Problem
Format the rows from the very first line up to and including the line that contains "190L325 232L260 248L241" as a JSON list of strings, one string per line, leaving out any blank lines.

── Supplied material ──

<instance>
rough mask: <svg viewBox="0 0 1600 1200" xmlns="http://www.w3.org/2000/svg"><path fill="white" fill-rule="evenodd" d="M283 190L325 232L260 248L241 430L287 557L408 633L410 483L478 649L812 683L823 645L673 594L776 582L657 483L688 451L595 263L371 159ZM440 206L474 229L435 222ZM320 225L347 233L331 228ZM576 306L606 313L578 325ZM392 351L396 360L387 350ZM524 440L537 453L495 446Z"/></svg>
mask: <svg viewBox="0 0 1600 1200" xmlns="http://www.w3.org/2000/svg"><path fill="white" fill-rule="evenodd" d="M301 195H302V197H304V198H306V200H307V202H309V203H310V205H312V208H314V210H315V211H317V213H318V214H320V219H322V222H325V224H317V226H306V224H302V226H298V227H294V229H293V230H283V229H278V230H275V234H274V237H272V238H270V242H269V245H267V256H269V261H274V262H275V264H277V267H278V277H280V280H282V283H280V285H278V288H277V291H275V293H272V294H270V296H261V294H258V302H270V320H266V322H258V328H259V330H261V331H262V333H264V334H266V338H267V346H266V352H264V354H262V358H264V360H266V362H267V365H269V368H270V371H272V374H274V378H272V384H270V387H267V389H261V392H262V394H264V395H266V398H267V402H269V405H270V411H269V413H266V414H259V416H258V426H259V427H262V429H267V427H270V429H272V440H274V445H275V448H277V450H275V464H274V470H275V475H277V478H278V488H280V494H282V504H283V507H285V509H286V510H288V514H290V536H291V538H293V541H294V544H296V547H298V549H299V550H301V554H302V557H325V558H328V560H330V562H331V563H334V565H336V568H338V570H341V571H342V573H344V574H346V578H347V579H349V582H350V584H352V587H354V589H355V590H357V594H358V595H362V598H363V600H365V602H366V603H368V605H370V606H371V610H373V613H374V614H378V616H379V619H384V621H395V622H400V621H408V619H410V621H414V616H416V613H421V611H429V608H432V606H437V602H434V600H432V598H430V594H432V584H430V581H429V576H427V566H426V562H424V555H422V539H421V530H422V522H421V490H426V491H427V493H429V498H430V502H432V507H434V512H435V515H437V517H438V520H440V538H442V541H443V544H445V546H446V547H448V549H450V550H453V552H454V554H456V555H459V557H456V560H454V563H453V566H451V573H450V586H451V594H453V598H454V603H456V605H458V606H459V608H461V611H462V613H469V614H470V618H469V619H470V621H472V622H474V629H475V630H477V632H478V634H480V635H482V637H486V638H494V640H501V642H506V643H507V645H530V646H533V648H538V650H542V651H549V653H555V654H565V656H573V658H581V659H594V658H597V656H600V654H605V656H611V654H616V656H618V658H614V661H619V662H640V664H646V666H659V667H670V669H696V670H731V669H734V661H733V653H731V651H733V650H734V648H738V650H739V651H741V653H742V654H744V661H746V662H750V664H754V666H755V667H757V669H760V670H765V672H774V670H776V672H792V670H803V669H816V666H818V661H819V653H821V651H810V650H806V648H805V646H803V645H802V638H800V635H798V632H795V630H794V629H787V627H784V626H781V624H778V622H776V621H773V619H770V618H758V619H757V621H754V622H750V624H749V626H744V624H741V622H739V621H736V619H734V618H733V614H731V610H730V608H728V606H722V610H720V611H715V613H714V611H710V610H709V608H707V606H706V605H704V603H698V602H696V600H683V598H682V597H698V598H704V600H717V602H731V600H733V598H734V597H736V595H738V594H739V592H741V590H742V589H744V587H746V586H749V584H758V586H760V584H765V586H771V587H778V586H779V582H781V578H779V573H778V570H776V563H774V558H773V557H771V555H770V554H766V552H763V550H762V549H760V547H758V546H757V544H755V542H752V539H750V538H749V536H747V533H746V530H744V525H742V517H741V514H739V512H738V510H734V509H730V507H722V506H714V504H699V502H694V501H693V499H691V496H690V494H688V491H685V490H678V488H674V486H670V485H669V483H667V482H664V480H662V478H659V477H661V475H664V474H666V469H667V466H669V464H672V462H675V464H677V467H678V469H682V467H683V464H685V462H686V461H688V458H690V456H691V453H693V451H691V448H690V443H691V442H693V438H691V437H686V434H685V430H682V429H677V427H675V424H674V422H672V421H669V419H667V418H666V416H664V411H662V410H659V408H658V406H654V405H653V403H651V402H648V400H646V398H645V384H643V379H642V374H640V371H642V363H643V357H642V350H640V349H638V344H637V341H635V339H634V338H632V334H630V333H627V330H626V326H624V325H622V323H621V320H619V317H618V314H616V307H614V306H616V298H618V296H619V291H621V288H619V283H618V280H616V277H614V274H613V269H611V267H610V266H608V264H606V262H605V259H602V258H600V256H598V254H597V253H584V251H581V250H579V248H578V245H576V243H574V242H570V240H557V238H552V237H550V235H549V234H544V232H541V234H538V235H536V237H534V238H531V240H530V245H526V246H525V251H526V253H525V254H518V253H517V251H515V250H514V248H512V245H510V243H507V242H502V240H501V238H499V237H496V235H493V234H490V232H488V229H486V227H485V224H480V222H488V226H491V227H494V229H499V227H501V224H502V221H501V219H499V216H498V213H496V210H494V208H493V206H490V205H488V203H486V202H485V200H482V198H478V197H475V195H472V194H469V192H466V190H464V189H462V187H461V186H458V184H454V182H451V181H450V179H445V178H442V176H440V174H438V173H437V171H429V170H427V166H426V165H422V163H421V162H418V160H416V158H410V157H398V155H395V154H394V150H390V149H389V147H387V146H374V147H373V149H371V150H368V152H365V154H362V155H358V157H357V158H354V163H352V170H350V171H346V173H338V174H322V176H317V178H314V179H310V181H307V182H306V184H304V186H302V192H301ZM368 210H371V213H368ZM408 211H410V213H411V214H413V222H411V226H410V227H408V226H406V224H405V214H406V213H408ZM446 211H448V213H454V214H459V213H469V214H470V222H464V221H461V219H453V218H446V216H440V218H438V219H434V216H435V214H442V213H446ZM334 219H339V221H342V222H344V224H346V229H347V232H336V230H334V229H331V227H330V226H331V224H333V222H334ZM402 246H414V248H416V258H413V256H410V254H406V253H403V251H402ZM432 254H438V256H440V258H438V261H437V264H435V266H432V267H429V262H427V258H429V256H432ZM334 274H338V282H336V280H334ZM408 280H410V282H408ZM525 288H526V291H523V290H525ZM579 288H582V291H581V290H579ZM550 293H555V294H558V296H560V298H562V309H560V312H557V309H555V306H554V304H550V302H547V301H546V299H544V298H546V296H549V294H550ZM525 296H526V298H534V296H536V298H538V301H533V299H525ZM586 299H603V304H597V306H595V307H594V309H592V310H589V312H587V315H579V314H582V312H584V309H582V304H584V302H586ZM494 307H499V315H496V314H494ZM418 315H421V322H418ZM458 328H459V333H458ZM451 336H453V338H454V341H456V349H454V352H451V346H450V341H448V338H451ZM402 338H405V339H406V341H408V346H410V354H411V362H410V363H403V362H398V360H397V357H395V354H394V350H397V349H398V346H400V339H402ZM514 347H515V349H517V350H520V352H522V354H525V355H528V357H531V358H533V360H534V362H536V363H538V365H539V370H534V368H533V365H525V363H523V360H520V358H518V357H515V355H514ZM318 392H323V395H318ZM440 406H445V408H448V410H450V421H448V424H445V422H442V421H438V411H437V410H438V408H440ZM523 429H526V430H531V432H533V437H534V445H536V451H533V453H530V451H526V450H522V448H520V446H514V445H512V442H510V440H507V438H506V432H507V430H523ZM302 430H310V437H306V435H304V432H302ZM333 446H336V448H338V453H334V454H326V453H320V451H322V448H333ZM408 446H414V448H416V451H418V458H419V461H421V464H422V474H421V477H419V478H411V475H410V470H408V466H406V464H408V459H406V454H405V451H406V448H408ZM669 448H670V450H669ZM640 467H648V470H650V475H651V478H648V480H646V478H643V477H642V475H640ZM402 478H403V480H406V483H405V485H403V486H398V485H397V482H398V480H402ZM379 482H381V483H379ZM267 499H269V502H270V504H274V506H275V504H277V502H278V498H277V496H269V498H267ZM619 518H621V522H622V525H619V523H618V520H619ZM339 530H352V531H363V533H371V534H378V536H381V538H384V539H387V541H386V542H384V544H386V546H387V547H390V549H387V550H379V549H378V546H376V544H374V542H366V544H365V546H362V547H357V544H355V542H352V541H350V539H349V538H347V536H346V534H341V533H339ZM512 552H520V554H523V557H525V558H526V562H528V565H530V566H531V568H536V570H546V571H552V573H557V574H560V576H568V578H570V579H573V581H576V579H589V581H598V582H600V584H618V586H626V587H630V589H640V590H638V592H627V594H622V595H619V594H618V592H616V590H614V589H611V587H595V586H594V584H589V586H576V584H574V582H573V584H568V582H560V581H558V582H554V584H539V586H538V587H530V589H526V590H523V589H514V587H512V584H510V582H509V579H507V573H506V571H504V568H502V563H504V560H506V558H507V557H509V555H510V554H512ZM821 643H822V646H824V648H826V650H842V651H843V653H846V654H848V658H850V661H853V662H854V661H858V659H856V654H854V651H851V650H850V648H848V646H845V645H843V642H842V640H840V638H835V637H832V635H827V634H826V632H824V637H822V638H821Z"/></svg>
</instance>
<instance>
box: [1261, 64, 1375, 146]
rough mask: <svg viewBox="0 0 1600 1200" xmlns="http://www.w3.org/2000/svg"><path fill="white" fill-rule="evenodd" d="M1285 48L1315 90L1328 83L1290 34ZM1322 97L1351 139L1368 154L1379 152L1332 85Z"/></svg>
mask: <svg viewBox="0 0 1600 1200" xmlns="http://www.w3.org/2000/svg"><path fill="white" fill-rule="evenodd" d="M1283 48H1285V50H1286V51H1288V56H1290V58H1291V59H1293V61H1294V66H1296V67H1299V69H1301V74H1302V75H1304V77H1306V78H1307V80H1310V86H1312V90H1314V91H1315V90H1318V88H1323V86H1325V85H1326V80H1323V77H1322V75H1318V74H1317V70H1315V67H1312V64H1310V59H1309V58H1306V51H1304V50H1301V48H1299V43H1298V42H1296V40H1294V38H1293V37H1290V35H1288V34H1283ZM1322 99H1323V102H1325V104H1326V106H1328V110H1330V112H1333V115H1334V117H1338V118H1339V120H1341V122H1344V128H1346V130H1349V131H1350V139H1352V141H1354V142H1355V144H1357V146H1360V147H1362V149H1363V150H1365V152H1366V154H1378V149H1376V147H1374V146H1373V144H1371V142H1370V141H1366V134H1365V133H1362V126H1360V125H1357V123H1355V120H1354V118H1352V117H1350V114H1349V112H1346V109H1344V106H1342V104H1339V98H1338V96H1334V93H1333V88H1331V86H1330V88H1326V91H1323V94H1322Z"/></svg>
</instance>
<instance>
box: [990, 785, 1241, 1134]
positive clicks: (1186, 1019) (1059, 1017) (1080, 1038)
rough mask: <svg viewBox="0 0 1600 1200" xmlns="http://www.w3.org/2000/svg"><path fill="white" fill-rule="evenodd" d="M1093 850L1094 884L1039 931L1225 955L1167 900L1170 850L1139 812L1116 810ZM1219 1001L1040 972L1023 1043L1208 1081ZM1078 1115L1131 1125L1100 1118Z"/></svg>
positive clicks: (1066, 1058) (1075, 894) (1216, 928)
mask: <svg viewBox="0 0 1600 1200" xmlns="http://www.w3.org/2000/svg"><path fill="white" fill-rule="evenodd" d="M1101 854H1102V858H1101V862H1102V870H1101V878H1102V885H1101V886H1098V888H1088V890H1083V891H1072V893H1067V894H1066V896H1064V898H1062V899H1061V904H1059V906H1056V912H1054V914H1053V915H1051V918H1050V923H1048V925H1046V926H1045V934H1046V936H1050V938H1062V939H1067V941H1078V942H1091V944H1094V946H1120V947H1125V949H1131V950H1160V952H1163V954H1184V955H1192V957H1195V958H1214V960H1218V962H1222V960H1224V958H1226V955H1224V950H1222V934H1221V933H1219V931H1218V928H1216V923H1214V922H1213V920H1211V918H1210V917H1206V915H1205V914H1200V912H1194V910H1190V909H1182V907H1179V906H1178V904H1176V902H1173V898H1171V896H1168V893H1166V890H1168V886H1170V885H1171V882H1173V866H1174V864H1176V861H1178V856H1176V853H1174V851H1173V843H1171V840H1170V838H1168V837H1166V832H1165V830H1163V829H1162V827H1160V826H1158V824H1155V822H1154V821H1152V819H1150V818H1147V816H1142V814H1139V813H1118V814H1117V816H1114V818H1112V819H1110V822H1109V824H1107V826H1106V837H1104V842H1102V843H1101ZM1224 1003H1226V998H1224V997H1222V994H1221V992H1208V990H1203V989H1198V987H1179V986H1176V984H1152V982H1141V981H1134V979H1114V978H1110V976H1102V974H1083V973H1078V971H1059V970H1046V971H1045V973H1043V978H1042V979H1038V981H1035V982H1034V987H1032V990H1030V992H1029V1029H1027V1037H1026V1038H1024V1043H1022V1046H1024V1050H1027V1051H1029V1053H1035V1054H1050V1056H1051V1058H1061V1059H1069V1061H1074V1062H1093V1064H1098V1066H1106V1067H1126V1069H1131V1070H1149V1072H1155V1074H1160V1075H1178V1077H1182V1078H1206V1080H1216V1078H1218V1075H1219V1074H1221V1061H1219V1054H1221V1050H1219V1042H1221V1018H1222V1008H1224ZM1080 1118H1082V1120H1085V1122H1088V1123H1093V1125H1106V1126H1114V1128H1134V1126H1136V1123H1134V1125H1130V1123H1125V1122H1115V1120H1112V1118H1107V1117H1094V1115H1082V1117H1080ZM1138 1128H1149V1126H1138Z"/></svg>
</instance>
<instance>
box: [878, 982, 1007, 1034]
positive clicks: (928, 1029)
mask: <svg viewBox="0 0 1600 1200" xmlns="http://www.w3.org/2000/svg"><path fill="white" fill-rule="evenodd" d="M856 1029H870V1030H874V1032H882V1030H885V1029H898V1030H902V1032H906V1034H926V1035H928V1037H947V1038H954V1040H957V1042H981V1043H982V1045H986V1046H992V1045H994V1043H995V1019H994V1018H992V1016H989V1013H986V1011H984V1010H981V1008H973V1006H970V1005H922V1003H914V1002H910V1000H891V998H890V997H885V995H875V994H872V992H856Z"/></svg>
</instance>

───

Solution
[
  "<instance>",
  "rough mask: <svg viewBox=\"0 0 1600 1200\" xmlns=\"http://www.w3.org/2000/svg\"><path fill=\"white\" fill-rule=\"evenodd\" d=\"M283 190L325 232L260 248L241 430L287 557L408 633L410 483L478 649L812 683L823 645L673 594L776 582L657 483L688 451L595 263L371 159ZM440 206L474 229L435 222ZM320 225L347 233L331 228ZM576 306L606 313L578 325ZM392 351L396 360L387 350ZM524 440L537 453L495 446Z\"/></svg>"
]